> _Texte extrait_:
La preuve de la revendicatrice n'indique pas que sa famille (qui est de l'ethnie Tutsi) a été ciblée par les interahamwes.

[14]            La phrase que la demanderesse déclare être clairement erronée se trouve dans le paragraphe suivant, à la page 3 de la décision du tribunal :

À la lumière de la preuve documentaire et de la preuve de la revendicatrice, le tribunal est d'avis qu'il n'existe pas de possibilité raisonnable que la revendicatrice soit persécutée au Rwanda en raison de son ethnie, particulièrement à Kigali où sa famille réside, étudie et travaille. La preuve de la revendicatrice n'indique pas que sa famille (qui est de l'ethnie Tutsi) a été ciblée par les interahamwes. Sa famille réside la capitale, travaille et sont aux études sans difficulté. Le tribunal est d'avis que sa crainte de persécution à l'égard des interahamwes n'est pas bien fondée. Si ces attaques sont survenues, le tribunal est d'avis que la preuve n'indique pas que les assaillants sont intéressés à la revendicatrice. Il est exact que les Rwandais de l'ethnie Tutsi sont minoritaires au Rwanda, cependant la preuve n'établit pas que tous les Rwandais de l'ethnie Tutsi ont une crainte bien fondée en raison de leur ethnie. Des milliers de l'ethnie Tutsi vivent, particulièrement à Kigali, et ne sont pas persécutés uniquement en raison de leur ethnie.

Considérant que la famille de la revendicatrice réside à Kigali et qu'aucun élément de la preuve indique qu'ils ont des difficultés soit en raison de leur ethnie (Tutsi), le tribunal est d'avis qu'il est raisonnable de dire que la revendicatrice peut vivre sans crainte de persécution par les interahamwes, et ceci même si elle avait déjà travaillé dans une banque où des interahamwes auraient dévalisé. La crainte n'est pas bien fondée. [je souligne]

[15]            Dans sa FRP, la demanderesse déclare que sa mère et son père résident à Kigali, ainsi que ses deux soeurs et un de ses frères. L'autre frère réside en France.


[16]            Elle déclare aussi qu'en 1990, son père a été transféré à Kigali par le ministère de l'Éducation. Elle déclare qu'après la mort du président du Rwanda en 1994, les Interahamwes venaient fréquemment à leur maison mais qu'ils sont toujours repartis sans les malmener après que leur père leur eut versé des pots-de-vin. Il a continué à leur verser des sommes d'argent jusqu'à ce que l'armée Tutsi envahisse le pays et prennent le contrôle de la situation.

> _Exercices_:
[A] Résumez l'extrait de la décision en deux phrases.
[B] Selon l'extrait de la décision, en quelle année le père de la demanderesse a-t-il été transféré à Kigali ?
[C] Rédigez la suite de l'extrait de la décision sur cette demande d'asile en reprenant après sa dernière phrase.
On peut se passer des items.

Items d'un jeu de données sur l'emplacement d'objets:

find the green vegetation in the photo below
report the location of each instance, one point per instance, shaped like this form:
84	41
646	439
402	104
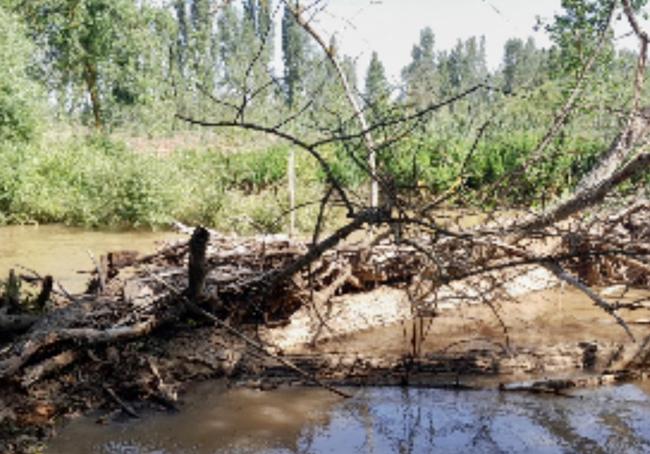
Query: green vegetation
114	69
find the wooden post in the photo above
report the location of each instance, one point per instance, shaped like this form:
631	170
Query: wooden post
197	264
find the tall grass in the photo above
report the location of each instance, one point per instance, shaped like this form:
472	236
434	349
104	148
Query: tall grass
99	182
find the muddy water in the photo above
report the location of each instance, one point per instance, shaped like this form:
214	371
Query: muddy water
63	251
380	420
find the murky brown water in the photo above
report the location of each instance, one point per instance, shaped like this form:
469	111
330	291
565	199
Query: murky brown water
63	251
379	420
218	420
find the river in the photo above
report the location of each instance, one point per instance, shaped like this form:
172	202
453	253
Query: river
376	420
64	251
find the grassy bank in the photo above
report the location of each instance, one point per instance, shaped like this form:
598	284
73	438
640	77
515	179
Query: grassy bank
95	181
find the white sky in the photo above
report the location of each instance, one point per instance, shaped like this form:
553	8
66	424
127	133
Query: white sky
392	27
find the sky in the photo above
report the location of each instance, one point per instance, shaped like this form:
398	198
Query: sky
392	27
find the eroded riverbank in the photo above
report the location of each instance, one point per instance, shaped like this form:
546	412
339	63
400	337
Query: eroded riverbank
138	343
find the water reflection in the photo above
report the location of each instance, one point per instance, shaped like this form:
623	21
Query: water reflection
62	251
378	420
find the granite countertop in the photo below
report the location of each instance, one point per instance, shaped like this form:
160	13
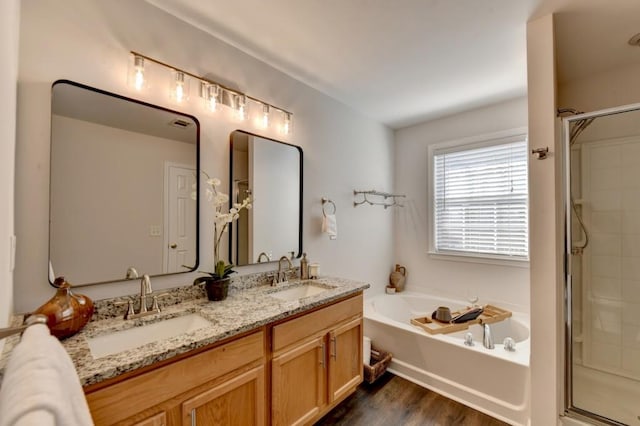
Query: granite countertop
247	307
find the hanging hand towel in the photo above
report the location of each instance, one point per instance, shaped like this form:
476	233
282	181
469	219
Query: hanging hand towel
330	226
40	384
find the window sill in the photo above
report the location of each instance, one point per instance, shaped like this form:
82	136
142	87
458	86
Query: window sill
454	257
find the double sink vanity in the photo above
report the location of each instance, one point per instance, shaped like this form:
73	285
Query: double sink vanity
283	354
265	355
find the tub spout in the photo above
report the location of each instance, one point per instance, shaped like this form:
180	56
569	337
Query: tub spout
487	339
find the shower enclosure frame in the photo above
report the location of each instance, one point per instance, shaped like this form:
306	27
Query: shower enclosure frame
570	410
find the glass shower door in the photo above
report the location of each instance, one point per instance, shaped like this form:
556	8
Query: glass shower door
603	265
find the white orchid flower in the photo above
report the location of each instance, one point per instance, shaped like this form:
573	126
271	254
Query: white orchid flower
220	199
214	181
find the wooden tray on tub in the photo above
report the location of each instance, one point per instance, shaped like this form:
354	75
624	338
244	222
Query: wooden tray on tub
490	315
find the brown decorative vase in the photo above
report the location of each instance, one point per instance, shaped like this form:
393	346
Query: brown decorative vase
398	278
216	289
66	312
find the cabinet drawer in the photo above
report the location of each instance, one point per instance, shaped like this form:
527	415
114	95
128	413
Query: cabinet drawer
315	322
128	397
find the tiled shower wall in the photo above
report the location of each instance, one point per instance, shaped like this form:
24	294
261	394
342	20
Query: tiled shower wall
610	266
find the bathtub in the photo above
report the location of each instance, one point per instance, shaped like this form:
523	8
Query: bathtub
495	382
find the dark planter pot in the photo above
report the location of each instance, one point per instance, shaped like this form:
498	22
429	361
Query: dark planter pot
216	289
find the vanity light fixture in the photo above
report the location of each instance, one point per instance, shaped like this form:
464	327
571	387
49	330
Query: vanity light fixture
180	86
211	95
214	94
136	73
286	123
241	107
264	121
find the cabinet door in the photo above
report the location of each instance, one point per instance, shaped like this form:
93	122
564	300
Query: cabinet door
237	401
159	419
345	359
298	383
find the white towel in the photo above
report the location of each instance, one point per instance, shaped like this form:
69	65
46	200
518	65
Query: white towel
330	226
40	384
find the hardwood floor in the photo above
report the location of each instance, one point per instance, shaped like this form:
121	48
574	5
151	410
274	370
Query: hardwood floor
394	401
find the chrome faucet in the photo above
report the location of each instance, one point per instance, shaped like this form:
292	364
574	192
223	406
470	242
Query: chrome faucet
145	291
487	339
281	276
131	273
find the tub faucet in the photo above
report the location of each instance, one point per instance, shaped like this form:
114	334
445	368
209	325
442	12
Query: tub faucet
487	339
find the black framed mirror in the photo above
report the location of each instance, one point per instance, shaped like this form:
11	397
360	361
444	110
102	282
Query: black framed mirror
123	187
270	172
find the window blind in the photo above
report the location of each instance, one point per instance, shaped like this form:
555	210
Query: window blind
480	200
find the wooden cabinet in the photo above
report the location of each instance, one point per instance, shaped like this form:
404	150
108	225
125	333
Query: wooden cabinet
317	362
345	360
304	368
298	383
237	401
228	376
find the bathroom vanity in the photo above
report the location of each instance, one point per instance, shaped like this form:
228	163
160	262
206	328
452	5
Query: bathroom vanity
289	366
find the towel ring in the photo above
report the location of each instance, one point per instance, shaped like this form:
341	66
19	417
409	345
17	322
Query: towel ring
327	201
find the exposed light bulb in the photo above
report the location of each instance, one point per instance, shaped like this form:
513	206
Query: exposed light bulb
286	124
179	86
139	72
264	122
213	93
242	107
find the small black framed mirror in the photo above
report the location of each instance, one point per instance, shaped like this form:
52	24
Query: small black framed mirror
270	172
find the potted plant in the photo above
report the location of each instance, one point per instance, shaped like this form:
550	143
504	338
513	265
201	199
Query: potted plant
217	282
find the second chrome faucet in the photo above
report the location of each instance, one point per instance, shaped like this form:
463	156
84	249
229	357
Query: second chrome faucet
281	276
145	291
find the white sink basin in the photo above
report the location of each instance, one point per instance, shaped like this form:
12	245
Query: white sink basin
299	292
119	341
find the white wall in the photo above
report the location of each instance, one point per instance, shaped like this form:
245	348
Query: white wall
89	41
509	284
545	227
603	90
9	31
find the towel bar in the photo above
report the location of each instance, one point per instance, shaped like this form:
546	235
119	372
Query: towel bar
33	319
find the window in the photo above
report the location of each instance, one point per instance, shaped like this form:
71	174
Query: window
479	198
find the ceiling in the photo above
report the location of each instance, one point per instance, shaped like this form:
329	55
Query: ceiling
407	61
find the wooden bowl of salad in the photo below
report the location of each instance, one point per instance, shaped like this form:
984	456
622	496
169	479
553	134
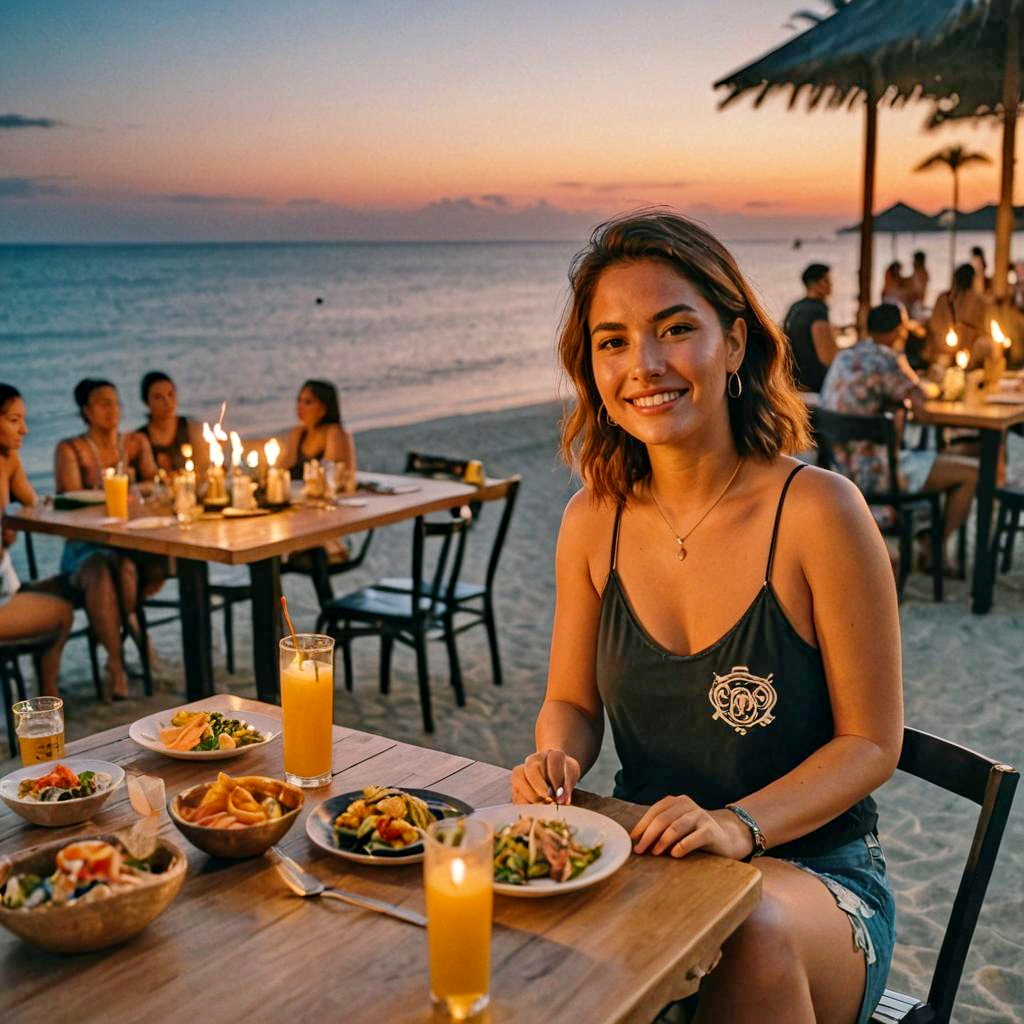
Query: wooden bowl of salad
60	793
86	894
237	817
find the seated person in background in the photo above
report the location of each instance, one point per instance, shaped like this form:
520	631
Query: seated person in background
869	378
964	310
811	336
165	429
919	285
102	573
320	433
35	608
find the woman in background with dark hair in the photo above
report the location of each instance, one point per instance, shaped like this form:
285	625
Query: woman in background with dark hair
39	607
320	433
733	612
166	430
108	579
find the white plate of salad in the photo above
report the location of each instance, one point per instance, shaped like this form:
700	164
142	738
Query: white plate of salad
548	849
200	734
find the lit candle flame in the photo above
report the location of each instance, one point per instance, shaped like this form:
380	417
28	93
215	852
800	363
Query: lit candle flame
272	452
997	336
458	870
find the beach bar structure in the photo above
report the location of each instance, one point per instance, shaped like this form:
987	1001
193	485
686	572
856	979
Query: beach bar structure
963	54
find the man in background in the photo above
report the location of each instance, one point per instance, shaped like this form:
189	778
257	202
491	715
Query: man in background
810	334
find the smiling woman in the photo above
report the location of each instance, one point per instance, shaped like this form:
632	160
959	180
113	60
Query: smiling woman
705	587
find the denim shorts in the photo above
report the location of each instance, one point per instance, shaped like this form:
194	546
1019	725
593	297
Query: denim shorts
855	875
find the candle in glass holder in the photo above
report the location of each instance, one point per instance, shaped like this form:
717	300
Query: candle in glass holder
458	878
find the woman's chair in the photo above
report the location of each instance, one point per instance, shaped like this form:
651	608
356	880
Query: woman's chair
991	785
396	616
842	428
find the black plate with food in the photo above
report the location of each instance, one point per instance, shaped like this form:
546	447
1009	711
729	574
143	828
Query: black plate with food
378	824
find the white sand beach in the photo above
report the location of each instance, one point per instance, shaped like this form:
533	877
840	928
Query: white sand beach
963	681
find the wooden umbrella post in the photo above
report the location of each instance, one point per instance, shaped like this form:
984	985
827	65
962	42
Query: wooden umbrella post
867	204
1005	212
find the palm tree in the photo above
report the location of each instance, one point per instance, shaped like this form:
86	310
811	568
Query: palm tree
955	158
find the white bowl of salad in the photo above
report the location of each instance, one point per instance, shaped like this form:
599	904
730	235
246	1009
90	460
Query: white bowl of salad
60	793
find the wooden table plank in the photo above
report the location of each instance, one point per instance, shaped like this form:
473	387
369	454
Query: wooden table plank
237	941
992	419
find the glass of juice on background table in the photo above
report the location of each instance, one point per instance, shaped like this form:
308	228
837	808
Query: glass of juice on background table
116	492
307	708
39	726
458	878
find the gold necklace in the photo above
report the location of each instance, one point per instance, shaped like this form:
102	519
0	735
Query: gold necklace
681	541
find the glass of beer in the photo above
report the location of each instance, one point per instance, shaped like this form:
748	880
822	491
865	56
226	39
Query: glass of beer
39	726
116	492
307	707
458	877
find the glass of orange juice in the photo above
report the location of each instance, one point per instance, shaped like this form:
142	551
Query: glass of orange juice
458	877
307	707
116	492
39	726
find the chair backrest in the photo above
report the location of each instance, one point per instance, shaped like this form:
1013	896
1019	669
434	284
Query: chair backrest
445	569
844	428
990	784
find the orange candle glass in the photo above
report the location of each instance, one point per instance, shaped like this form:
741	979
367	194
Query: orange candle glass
458	877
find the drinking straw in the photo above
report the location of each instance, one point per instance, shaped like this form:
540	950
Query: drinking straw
295	639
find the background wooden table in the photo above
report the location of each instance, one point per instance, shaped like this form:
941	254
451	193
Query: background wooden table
992	420
237	944
257	542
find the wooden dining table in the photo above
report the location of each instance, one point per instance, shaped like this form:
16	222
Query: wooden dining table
992	420
237	944
258	542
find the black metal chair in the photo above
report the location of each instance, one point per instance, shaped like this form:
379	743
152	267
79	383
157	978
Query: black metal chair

> _Réponses par exercice_:
[A] Le tribunal a jugé que la revendicatrice, d'ethnie tutsi, n'a pas de crainte bien fondée d'être persécutée par les interahamwes au Rwanda, notamment parce que sa famille réside, étudie et travaille à Kigali sans difficulté. Dans son FRP, la demanderesse déclare que ses parents, ses deux sœurs et un de ses frères vivent à Kigali et qu'après 1994 les Interahamwes venaient souvent chez eux mais repartaient sans les malmener une fois que son père leur avait versé des pots-de-vin.

[B] En 1990, par le ministère de l'Éducation.

[C]
[17]            Elle déclare aussi dans sa FRP qu'après que les militants Hutus eurent par trois fois attaqué la banque où elle travaillait à Gisenyi, qui est située au nord du pays près de la frontière de la République démocratique du Congo (ex Zaïre), ces militants ont envahi le pays et tué 30 personnes, en laissant des tracts annonçant qu'ils allaient attaquer au sud de Kigali pendant les fêtes de Noël. C'est alors qu'elle a quitté le Rwanda.

[18]            La transcription de son témoignage à l'audience correspond à ce qu'elle a déclaré dans sa FRP.

[19]            Je ne vois aucun fondement aux deux premiers points soulevés par la revendicatrice, qui sont liés comme je l'ai indiqué. Selon moi, il n'y a rien dans les faits pour fonder le premier motif qu'elle invoque, savoir le fait que le tribunal n'a pas fait mention des arguments présentés après la tenue de l'audience, et notamment la décision d'une formation antérieure qu'elle déclare être contraire au résultat dans son affaire.


[20]            Même en supposant que la demanderesse a raison de déclarer que le tribunal était obligé en droit de traiter des divergences entre les décisions, je ne trouve aucune telle divergence entre la décision dont M. Kako fait état dans sa lettre du 8 juin 2000, après la tenue de l'audience, et la décision qui a été rendue en l'instance. La décision de la Section du statut de réfugié dont M. Kako fait état porte sur les survivants du génocide de 1994. Or, la demanderesse n'a présenté aucune preuve que sa famille tombait dans cette catégorie, puisque aucun de ses membres n'a été tué, blessé ou torturé.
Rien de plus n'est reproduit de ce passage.